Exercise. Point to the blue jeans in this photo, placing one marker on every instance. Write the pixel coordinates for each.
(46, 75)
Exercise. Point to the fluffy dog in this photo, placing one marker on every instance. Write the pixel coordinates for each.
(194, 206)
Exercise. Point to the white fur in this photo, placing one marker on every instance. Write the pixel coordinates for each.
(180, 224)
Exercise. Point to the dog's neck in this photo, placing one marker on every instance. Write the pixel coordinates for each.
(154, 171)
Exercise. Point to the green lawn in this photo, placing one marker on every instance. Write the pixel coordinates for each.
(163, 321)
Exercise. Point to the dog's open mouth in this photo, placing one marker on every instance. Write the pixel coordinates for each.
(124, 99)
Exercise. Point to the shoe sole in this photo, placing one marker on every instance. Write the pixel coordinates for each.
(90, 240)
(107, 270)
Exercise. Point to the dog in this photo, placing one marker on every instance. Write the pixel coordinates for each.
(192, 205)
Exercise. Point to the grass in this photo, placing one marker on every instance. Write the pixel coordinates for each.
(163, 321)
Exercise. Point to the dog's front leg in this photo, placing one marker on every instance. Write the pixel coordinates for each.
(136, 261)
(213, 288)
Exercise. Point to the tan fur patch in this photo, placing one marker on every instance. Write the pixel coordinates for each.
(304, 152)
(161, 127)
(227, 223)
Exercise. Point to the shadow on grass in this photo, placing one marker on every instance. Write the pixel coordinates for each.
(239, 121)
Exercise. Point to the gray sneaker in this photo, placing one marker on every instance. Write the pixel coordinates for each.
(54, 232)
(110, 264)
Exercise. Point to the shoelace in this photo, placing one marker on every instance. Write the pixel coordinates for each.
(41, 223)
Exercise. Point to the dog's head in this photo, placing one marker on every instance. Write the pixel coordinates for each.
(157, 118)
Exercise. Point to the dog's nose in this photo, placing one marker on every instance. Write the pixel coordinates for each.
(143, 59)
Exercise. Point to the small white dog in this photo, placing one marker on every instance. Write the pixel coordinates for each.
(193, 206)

----------

- **TO DO**:
Reproduce each line verbatim.

- **COMPLETED EXERCISE**:
Exercise. Point to the blue jeans in this photo, placing one marker on every instance. Write the pixel coordinates for each.
(46, 75)
Exercise. Point to the fluffy dog in this photo, placing one marker on every instance. Write the pixel coordinates for each.
(194, 206)
Exercise. Point to the white fur in this photo, placing one marker on every instance. Write the pixel coordinates for each.
(180, 224)
Exercise. Point to the dog's neck in this photo, placing one marker on every instance. Write the pixel coordinates for each.
(154, 171)
Exercise. Point to the green lawn in this photo, placing one marker on every instance. Write the pixel coordinates for each.
(163, 321)
Exercise. Point to the dog's open mouth in this photo, placing one marker on every instance. Write the pixel coordinates for each.
(124, 99)
Exercise. Point to the shoe sole in this photo, placing one marker on every instance. Write the pixel coordinates for each.
(90, 240)
(107, 270)
Exercise. Point to the dog in this photo, placing one marker on every instance. Write the pixel coordinates for each.
(192, 205)
Exercise. Point to the grass in this photo, placing one marker on every instance. Write the pixel coordinates for each.
(163, 321)
Exercise. Point to the dog's front leg in this photo, placing one marker on every instance. Write the pixel coordinates for each.
(136, 261)
(213, 288)
Exercise. Point to the tan fur patch in this photo, placing one marker on every instance. Write the pixel coordinates for each.
(304, 152)
(161, 127)
(227, 223)
Exercise. Point to the shadow on grass in this photo, placing one marker on every instance. Write the pixel coordinates for each.
(239, 121)
Exercise. Point to the gray sneaker in this photo, placing one marker on every instance. Write the pixel coordinates for each.
(54, 232)
(110, 264)
Exercise. Point to the shoelace in this photo, placing one marker on every instance. Write the pixel coordinates for each.
(41, 223)
Exercise. Point to the dog's head in this photo, placing one marker on every instance. Write the pixel coordinates for each.
(157, 118)
Exercise. Point to the dog's nose in this photo, placing one marker on every instance. Write the pixel coordinates for each.
(143, 59)
Exercise. Point to the small white dog in this photo, placing one marker on every instance. Write the pixel coordinates for each.
(193, 206)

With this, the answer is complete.